## OBJECTIF DU TRAVAIL
Réécrivez la liste ci-dessous en remplaçant partout "fuselage" par "body", sans rien modifier d'autre. Ne reprenez pas l'image dans votre réponse.

## DONNÉES À TRAITER
::::::::::

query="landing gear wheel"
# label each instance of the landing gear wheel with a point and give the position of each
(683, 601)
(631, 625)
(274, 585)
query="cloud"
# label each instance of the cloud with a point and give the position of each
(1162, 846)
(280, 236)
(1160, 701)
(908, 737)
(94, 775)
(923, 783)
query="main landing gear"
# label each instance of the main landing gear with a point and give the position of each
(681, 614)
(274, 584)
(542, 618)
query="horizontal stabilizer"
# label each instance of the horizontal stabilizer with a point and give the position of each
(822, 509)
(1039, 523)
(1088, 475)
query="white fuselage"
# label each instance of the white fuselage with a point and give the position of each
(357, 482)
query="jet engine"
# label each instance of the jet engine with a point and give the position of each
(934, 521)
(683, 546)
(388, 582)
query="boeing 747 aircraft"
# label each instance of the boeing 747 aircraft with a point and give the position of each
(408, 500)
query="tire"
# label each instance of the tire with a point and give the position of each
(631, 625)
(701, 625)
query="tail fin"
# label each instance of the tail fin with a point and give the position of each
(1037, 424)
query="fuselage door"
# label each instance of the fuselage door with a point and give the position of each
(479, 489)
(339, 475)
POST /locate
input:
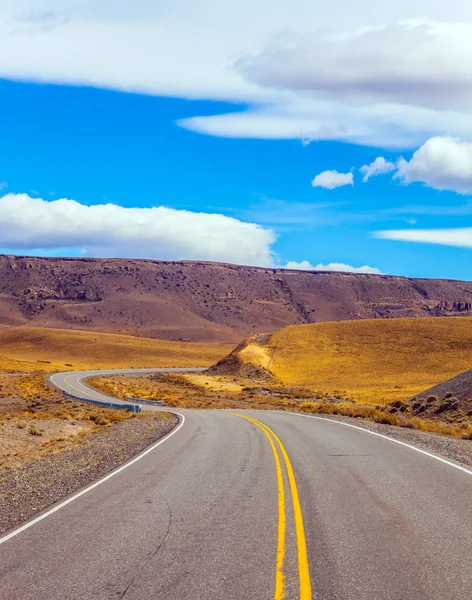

::::::::::

## RÉPONSE COMPLÈTE
query="landing gear wheel"
# label each instance of the landing gear wheel with a point and give the position of each
(683, 601)
(631, 625)
(274, 585)
query="cloud"
# label each instance of the cloud with a point and give the position of each
(1162, 846)
(280, 236)
(1160, 701)
(908, 737)
(94, 775)
(923, 783)
query="main landing gear"
# label each instance of the main landing gear with a point and give the position of each
(681, 614)
(274, 584)
(542, 618)
query="horizontal stabilizer"
# label each instance of the horizontal stabilizer with a point and give the position of each
(822, 509)
(1039, 523)
(1088, 475)
query="white body"
# label each instance of the white body with a point and give the position of each
(357, 482)
query="jet engine"
# label each instance of the jet engine with a point and give the position of each
(934, 521)
(683, 546)
(388, 582)
query="boeing 747 aircraft"
# label each instance of the boeing 747 aircraft with a point and give the position of each
(408, 500)
query="tire"
# label each instance of the tire with a point and give the position of each
(631, 625)
(701, 625)
query="tail fin"
# label each instance of the tail fin with a point and give the position of each
(1037, 424)
query="body door"
# label each instance of the body door with a point and give the position of each
(479, 489)
(339, 475)
POST /locate
input:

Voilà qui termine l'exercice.